------ TEXT
Thus, while an interesting idea, the solution presented was unworkable. However, in evaluating the '260 application, it was discovered that frames of information could be compressed and transmitted. Referring again to frame 300, multiple bits of information can be removed from the transmission at BTS 106 and reinstated at BSC 108 thus reducing bandwidth. For example, leading bits 302 are known to be 16 bits of “0s.” Thus, it would be possible to remove the leading bits from the frame prior to transmission and reinstate the bits when the frame of data is reconstructed at BSC 108. Similarly, hard coded bits 304, as well as other protocol dependent or predefined bits, do not need to be transmitted along with payload 310. Control bits 306 may or may not be removed and reinserted depending on the bits. For example, control bits 306 provide, in part, “frame type” information. If the control bits over sequential frames indicate the frame remains the same as the previous frame, those control bits 306 may be removed and replaced in a header with an indication that the frame is the same as the previous frame. Further, time alignment bits 308 are knowable and may be removed and reinserted. The removed bits will be generically referred to a “protocol dependent bits,” “protocol predefined bits,” “protocol defined bits,” “knowable bits,” or the like.

Once the protocol dependent bits are identified, a frame template can be stored in, for example, memory 214. The frame template generally describes the positions of bits 302, 304, 306, and 308, as well as other bits, enumerated above. When data is transferred, the protocol dependent bits can be removed and a control header of information can be appended to the data actually transferred. At BSC 108, the data would be recovered by using information regarding the protocol dependent bits from memory 214 and the protocol dependent bits could be inserted into the data as required. Unlike the data identified by the '260 application, the present invention thus uses data available at the receiving side as well as protocol specific information to reduce the transmission size.

While all DS0 channels 1-24 (channels 402) are capable of compression, for various reasons, some OEMs elect to not allow compression of some DS0 channels. Thus, T1 transmission line 400 may contain DS0 channels unavailable for compression, referred to as unavailable channels 404. The channels may be unavailable for a number of reasons including without limitation, customer specifications, unavailable data format knowledge, or the like. Thus, those channels available for compression are gathered into a bundle 406 comprising the data or payload 310 of channels 1 to M, where M is the number of channels available for compression.
------------
### OBJECTIVES
1. Return the portion of the frame compression text from "While all DS0" to "available for compression.", copied word for word.
2. Resume the frame compression text after its final sentence, carrying its account forward.
------ DATA EXTRACT
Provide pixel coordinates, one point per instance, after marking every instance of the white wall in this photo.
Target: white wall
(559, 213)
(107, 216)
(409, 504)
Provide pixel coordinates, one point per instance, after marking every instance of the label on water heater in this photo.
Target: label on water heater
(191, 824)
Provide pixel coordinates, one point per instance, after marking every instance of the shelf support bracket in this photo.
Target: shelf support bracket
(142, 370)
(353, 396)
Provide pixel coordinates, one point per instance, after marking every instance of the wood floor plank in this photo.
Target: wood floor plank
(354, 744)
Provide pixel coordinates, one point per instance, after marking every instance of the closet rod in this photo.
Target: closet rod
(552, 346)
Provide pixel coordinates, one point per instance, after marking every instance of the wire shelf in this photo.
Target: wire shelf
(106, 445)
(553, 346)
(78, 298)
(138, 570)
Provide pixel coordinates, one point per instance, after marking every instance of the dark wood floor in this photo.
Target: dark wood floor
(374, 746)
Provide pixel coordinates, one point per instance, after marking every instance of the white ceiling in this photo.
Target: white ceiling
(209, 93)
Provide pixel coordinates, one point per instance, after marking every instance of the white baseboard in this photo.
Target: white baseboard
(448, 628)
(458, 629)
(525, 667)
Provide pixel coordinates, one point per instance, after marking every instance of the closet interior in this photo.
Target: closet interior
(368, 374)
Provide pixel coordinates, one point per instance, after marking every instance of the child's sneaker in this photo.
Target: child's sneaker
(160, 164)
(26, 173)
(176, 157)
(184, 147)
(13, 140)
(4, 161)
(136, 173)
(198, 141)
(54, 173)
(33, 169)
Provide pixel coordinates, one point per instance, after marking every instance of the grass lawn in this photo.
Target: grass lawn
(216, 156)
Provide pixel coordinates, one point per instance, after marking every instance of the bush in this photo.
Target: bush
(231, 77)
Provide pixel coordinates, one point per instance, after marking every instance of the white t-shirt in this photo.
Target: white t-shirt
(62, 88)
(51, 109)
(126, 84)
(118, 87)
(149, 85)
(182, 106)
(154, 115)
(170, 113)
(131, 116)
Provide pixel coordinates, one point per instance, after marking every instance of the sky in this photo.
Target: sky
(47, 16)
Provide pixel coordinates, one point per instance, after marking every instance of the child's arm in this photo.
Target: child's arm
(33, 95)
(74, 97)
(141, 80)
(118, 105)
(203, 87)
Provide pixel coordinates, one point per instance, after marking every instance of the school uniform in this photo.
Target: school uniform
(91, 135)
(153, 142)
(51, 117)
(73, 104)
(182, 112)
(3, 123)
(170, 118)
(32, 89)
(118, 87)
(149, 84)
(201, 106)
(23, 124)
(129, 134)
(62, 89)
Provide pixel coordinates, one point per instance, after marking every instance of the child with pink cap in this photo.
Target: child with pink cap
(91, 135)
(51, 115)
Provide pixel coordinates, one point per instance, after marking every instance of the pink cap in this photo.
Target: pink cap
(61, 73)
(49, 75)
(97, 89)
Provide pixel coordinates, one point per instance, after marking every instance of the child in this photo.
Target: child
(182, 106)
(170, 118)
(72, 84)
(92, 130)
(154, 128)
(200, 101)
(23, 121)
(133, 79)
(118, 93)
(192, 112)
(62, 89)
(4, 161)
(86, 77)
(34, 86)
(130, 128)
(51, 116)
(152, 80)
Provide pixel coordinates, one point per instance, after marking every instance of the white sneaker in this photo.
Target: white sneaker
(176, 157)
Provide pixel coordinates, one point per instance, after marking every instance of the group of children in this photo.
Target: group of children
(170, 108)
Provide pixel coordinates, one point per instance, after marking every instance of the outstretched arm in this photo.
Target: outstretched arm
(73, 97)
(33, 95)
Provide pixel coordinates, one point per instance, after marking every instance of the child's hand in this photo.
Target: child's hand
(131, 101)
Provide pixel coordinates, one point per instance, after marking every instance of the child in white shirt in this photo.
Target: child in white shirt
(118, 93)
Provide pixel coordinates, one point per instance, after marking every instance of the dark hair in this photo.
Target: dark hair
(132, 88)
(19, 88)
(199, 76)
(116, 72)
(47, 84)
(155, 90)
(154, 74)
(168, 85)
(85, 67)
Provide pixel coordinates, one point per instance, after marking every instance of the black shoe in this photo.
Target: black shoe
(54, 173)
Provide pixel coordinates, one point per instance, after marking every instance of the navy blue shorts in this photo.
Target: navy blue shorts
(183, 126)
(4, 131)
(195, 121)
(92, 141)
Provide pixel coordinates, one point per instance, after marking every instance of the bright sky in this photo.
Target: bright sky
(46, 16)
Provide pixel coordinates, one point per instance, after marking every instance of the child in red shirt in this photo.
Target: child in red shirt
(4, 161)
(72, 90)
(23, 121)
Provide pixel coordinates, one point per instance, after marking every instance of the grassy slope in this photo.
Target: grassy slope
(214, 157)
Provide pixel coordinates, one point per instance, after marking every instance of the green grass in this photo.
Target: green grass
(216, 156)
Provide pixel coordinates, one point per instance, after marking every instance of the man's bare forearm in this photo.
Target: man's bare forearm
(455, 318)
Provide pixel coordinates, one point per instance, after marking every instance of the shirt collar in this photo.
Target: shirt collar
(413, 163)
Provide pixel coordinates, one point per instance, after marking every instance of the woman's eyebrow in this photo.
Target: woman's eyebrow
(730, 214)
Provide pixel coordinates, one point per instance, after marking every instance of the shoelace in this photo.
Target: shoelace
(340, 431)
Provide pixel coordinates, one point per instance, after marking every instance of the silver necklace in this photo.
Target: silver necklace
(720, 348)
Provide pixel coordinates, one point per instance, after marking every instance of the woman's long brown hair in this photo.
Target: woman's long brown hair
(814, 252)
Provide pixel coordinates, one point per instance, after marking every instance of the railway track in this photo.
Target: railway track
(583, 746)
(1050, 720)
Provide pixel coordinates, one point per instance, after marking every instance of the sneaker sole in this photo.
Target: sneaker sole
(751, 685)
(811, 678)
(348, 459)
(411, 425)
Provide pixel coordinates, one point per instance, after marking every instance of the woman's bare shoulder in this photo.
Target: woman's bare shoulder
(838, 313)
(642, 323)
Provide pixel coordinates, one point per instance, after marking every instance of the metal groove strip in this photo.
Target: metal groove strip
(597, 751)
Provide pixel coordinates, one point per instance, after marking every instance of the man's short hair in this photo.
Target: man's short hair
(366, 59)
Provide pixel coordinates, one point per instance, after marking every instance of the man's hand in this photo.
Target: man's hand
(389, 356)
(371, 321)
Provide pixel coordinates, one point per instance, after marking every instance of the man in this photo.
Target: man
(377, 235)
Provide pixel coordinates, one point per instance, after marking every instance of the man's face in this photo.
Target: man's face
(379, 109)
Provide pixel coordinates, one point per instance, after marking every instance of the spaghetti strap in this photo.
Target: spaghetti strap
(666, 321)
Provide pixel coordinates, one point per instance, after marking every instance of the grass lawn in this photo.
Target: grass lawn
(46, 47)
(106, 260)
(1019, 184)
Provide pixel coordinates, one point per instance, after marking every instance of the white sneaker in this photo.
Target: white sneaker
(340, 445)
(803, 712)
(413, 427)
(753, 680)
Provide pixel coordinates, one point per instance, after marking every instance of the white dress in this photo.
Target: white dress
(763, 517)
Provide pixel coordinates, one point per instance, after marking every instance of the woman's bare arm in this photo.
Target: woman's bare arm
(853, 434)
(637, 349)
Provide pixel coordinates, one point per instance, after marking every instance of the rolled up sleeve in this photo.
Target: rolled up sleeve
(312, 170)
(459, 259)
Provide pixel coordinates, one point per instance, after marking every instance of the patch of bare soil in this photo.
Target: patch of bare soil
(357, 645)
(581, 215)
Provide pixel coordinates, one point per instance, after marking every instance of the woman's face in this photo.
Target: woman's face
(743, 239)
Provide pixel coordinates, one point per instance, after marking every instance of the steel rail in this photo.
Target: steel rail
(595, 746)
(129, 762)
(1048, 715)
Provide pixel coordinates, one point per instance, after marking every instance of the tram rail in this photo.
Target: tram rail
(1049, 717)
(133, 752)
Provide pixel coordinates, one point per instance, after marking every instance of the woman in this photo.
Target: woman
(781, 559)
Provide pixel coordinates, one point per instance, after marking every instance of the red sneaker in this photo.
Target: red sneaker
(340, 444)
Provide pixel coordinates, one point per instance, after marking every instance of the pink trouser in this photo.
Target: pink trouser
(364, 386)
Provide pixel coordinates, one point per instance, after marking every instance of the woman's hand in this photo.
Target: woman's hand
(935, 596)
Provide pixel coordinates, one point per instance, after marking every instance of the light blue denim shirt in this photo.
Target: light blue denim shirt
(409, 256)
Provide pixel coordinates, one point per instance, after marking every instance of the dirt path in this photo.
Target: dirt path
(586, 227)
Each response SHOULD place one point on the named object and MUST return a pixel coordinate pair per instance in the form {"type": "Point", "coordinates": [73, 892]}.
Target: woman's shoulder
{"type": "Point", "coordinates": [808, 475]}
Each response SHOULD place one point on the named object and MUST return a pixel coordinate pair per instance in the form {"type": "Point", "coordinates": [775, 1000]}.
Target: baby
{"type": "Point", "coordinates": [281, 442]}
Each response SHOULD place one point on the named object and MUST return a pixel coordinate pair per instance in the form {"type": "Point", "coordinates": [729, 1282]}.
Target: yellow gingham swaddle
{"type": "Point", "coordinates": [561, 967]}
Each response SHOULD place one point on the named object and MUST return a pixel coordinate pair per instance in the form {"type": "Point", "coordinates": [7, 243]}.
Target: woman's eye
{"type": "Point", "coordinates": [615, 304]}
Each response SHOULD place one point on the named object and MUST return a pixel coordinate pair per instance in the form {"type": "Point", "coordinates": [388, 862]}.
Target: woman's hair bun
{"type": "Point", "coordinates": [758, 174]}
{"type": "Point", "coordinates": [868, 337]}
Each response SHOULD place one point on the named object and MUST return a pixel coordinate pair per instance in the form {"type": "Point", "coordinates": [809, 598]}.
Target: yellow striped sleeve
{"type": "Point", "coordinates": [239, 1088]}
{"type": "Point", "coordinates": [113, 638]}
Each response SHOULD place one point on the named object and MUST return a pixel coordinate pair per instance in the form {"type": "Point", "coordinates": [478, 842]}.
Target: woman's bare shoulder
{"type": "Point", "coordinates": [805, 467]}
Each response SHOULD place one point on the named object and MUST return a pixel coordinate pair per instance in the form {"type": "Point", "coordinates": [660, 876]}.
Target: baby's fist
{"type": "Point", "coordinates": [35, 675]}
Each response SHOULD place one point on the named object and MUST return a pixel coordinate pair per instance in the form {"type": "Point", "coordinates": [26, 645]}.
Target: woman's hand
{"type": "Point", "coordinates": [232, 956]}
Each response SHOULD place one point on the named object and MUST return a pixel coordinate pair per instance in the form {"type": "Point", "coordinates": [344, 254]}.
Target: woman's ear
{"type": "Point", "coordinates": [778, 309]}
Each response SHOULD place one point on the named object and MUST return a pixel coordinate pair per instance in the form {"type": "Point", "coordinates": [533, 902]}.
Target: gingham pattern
------------
### EXERCISE RESPONSES
1.
While all DS0 channels 1-24 (channels 402) are capable of compression, for various reasons, some OEMs elect to not allow compression of some DS0 channels. Thus, T1 transmission line 400 may contain DS0 channels unavailable for compression, referred to as unavailable channels 404. The channels may be unavailable for a number of reasons including without limitation, customer specifications, unavailable data format knowledge, or the like. Thus, those channels available for compression are gathered into a bundle 406 comprising the data or payload 310 of channels 1 to M, where M is the number of channels available for compression.

2.
Notice, while shown as a channel to channel compression, the optimized bundle 406 of payload 310 virtually pools the channels. For example, channel DS0 6 may be available for optimization, but not connected to transmitting station 202. Under conventional transmission, because DS0 6 would be idle, the bandwidth on the T1 line associated with DS0 6 would be wasted. Making DS0 6 available as a optimization channel means a header is appended to indicate DS0 6 is idle such that the bandwidth previously reserved for DS0 6 can be used for other channels/sub-channels. As one of ordinary skill in the art would now recognize, idle, silent, or otherwise unused channels or sub-channels can be defined as protocol dependent bits. Moreover, corrupted data is a protocol dependent bit because, while not defined, the header can include information instructing whatever payload is sent should have been ignored, so generate “filler” data.

The DS0 channels available for optimization/compression can be manually programmed for each T1 transmission line 400 or can be automatically configured by examination of the data contained within the channel. The unavailable channels 404 would be appended to the bundle 406 of compressed channels and packaged for transmission of communication link 208 using conventional methods and protocols for transmission.

Compression of a T1 transmission line 400 to bundle 406 is further described with reference to FIGS. 5 and 6. FIG. 5 is a flowchart 500 illustrating an initialization procedure to identify channels available for optimization. The initialization procedure would typically be a system start up procedure, but could occur whenever desired. Typically, the initialization procedure would be operated at optimization interface 206, which is associated with BSC 108. Optimization interface 204 would receive channel information from optimization interface 206 as part of a master/slave relationship. However, optimization interface 204 could independently initialize and/or be the master. Generally, it is preferred to initialize the system at the BSC 108 side because BSC 108 may interact with multiple BTS 106s.

Referring specifically to FIG. 5, the system and compression machines are initialized, step 502. Once initialized, the optimization interface 206, or optimization interface 204, or some combination thereof, examines the transmission line configuration to determine whether it can and/or should automatically identify those channels available for optimization, step 504. If automatic identification of those channels is elected, the channel information is extracted, step 506. Channel information is used generically to mean whether the channel is available for optimization or not. If it cannot automatically identify those channels or automatic detection is not desired, the available channels can be manually input, step 508. Once identified, either automatically or manually, the interface is set to optimize identified channels, step 510.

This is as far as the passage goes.